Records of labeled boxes
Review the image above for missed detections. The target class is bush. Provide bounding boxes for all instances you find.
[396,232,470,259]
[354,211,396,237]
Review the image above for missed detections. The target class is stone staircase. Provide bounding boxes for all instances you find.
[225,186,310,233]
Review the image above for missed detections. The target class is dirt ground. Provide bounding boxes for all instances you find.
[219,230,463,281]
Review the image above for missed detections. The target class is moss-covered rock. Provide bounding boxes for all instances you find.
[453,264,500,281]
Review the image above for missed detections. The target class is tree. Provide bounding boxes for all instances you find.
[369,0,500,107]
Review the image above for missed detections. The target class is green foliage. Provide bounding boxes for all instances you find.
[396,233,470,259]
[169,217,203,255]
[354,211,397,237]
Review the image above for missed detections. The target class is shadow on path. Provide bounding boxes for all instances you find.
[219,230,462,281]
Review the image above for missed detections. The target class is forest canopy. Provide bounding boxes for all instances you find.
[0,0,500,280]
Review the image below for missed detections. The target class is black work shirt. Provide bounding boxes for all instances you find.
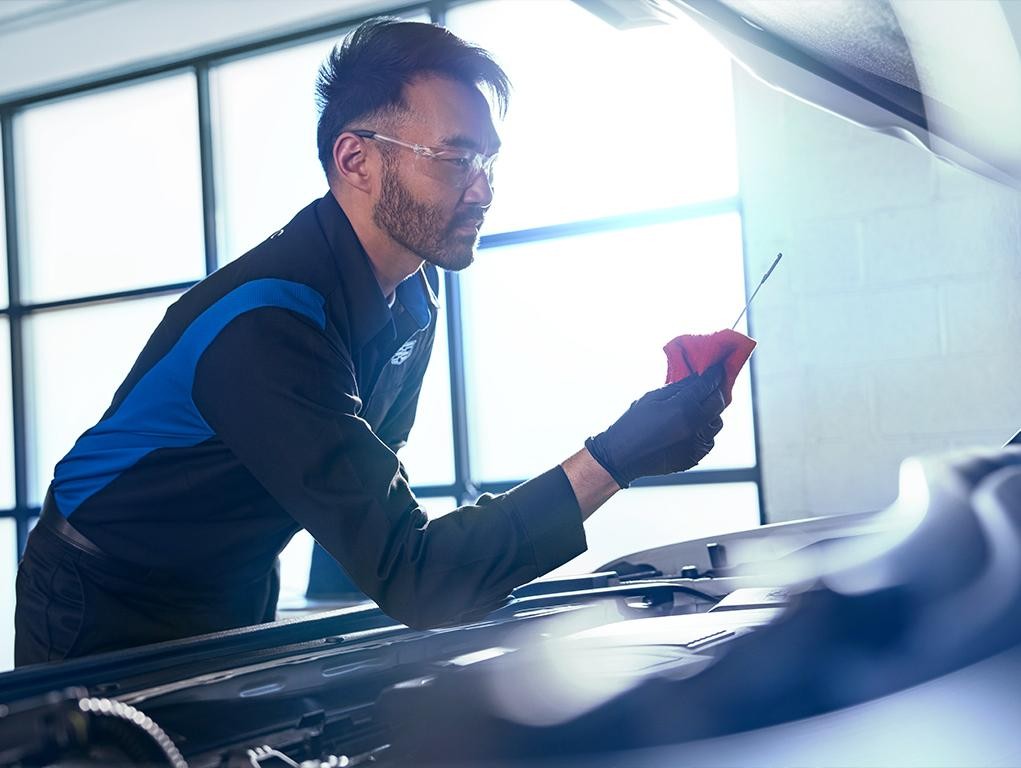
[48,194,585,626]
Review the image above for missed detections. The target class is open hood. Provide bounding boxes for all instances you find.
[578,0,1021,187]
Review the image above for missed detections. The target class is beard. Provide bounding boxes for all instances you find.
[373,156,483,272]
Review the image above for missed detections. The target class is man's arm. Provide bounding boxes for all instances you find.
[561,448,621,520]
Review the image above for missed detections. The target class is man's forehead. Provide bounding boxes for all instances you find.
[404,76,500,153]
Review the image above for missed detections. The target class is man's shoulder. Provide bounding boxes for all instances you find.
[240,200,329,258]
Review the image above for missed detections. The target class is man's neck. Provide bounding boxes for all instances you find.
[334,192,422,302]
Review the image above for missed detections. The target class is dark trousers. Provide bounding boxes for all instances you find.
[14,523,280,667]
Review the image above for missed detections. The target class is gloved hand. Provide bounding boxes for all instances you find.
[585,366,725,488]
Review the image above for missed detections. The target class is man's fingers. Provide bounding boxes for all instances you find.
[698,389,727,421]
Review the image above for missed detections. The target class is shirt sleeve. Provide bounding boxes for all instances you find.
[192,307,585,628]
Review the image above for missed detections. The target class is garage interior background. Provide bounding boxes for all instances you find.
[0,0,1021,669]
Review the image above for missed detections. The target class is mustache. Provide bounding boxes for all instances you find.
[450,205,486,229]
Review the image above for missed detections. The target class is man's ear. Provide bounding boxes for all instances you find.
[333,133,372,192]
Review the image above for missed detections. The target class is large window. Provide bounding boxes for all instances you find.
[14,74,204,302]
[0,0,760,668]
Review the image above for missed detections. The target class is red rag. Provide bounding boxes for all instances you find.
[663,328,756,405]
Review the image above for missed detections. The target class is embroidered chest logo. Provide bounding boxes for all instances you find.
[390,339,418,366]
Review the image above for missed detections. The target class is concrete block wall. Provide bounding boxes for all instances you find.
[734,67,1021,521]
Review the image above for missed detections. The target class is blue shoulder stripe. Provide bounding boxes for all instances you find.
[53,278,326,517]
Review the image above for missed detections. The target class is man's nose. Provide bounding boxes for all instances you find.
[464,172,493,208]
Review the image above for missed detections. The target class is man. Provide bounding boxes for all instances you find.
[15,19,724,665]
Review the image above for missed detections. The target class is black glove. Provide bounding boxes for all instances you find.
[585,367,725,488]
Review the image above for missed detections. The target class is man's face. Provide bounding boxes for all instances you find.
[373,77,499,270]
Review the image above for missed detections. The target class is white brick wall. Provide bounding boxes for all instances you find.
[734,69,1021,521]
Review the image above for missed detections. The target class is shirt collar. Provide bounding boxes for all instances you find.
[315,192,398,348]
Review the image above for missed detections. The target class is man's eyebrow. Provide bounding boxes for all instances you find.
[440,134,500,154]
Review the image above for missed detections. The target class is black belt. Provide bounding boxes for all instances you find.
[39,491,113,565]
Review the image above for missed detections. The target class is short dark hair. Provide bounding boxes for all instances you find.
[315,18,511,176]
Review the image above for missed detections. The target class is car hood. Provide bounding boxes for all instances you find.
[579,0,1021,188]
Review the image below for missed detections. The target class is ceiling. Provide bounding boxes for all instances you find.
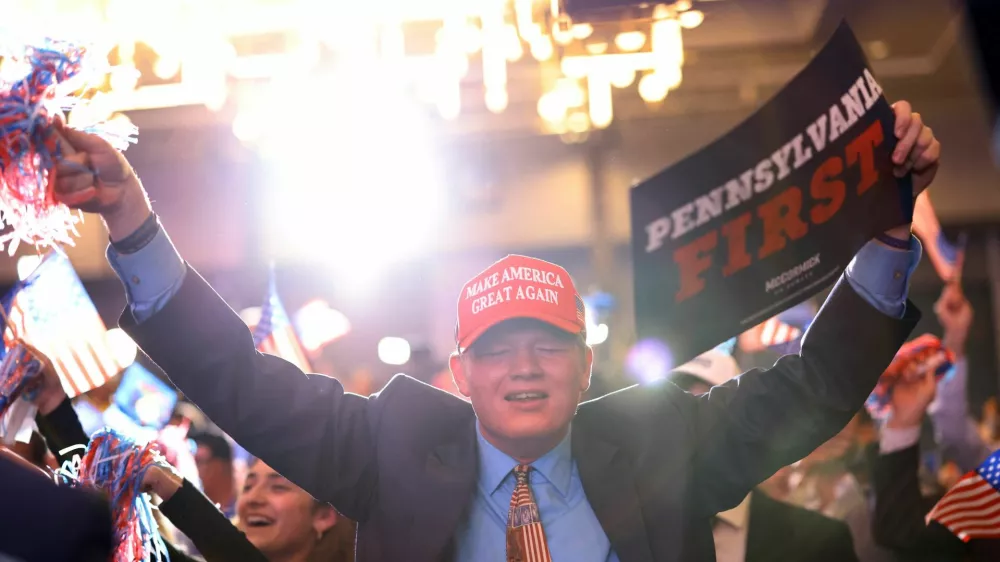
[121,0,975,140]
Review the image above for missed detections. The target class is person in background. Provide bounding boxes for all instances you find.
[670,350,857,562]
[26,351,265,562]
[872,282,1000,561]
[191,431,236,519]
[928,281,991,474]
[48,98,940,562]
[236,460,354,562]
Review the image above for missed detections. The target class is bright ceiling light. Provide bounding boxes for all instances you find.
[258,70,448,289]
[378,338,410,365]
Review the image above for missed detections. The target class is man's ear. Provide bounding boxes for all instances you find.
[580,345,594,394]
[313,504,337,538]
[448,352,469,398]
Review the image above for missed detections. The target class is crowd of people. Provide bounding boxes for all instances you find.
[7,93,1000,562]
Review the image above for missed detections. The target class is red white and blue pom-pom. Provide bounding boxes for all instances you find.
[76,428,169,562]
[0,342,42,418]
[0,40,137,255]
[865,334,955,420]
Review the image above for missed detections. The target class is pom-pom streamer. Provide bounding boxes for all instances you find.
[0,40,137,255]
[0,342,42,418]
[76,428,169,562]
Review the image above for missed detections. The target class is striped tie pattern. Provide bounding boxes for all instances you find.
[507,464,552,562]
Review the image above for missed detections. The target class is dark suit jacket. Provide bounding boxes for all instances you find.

#### Task to carry out
Could you write out again the rows from the line containing "is black glove." through the line containing "[121,0,975,140]", requests included, and shift every bounding-box coordinate in the answers by -60? Leave the pictures out.

#### Complete output
Review the image above for missed detections. The target class is black glove. Provide bounding boxes for all instances you find.
[525,307,665,428]
Review the image above for missed detections. The target class is man's face. Provide bounding boxes for all instances you find.
[313,17,439,210]
Review the image above for missed detections. The target class is white brick wall. Provide bounding boxes for all instances you find.
[674,9,961,461]
Review the image above for missed detections. The target class is shirt collar. Provide bounding boxes for all instances you find.
[255,132,338,288]
Review the image above for missed detections. The target class is man's eyebrow. Provide bounding boxes for all instances you find.
[380,74,440,94]
Review the image above for missed detections. The target class is black belt. Provide bounding boxes for all instances you find.
[-21,431,53,505]
Review the image above for missed detections. The target class is short dark hair. Provide bounding boxes for all instances you find.
[255,-42,451,116]
Review the image above for missed detections. The target class is car hood. Provide bounding boxes for all instances you find.
[519,-60,961,128]
Review the image below for missed detections. The target class is ceiling. Provide bounding boxes for all instances you find.
[61,-60,915,80]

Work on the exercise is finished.